** START OF EXERCISE MATERIAL **

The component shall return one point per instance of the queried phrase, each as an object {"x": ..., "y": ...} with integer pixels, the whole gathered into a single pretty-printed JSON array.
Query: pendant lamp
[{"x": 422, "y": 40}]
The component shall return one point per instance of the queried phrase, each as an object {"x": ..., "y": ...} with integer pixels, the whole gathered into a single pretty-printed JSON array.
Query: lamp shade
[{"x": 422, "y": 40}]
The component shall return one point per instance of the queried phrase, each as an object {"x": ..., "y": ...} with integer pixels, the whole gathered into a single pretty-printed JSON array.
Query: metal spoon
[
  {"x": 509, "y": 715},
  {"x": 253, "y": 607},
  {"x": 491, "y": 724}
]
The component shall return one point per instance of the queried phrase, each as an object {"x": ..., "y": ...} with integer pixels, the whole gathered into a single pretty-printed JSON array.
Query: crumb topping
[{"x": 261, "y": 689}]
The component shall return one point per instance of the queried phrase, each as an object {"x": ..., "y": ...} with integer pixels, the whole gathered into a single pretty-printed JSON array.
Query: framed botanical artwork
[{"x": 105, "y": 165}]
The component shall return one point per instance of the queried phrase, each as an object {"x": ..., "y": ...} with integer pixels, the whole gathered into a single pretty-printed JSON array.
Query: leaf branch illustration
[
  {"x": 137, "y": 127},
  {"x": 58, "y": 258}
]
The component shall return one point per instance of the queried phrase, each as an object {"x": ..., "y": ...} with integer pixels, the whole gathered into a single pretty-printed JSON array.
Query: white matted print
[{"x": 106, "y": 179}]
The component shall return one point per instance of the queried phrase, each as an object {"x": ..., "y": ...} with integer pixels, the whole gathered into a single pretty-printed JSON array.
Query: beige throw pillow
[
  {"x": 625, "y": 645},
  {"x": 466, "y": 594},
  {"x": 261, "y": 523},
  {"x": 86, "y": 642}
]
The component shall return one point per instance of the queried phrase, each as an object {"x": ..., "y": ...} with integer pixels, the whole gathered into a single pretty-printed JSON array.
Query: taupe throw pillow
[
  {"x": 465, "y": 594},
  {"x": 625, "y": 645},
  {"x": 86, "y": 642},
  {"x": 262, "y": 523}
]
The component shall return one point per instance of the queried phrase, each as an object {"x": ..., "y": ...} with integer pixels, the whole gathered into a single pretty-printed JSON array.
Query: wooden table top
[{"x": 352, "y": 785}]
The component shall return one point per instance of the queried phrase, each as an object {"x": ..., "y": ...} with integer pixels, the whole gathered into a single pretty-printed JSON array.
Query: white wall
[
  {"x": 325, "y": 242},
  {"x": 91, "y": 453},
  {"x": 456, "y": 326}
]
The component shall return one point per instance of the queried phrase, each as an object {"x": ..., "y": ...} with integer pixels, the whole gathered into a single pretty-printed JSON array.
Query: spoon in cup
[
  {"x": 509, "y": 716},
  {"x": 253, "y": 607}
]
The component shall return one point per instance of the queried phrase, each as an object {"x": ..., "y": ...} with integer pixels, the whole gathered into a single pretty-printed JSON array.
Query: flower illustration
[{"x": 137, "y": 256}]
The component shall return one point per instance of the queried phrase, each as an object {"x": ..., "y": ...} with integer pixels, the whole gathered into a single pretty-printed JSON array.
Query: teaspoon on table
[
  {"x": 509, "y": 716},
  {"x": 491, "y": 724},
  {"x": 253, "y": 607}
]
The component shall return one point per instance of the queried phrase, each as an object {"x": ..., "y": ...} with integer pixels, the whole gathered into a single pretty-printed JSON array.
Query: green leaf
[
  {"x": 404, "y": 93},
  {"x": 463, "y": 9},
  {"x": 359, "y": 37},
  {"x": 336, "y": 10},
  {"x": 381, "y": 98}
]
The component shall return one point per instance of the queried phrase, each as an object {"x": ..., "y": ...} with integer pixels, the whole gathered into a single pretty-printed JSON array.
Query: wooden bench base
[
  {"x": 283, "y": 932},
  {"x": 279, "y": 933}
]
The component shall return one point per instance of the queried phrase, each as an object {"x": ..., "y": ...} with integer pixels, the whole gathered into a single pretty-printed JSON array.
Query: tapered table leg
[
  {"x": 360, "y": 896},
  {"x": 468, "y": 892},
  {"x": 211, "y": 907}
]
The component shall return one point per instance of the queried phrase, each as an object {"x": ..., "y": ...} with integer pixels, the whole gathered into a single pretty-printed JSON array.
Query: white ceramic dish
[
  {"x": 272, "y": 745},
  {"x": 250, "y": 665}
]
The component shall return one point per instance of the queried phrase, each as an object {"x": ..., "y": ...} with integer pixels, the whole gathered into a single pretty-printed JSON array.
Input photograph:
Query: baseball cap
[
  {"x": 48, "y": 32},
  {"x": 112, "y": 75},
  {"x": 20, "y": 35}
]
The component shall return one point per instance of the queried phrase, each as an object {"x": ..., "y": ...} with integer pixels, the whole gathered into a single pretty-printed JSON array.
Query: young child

** END OF EXERCISE MATERIAL **

INSTRUCTIONS TO FOLLOW
How many lines of the data above contain the string "table"? Reply with the number only.

CORRECT ANSWER
3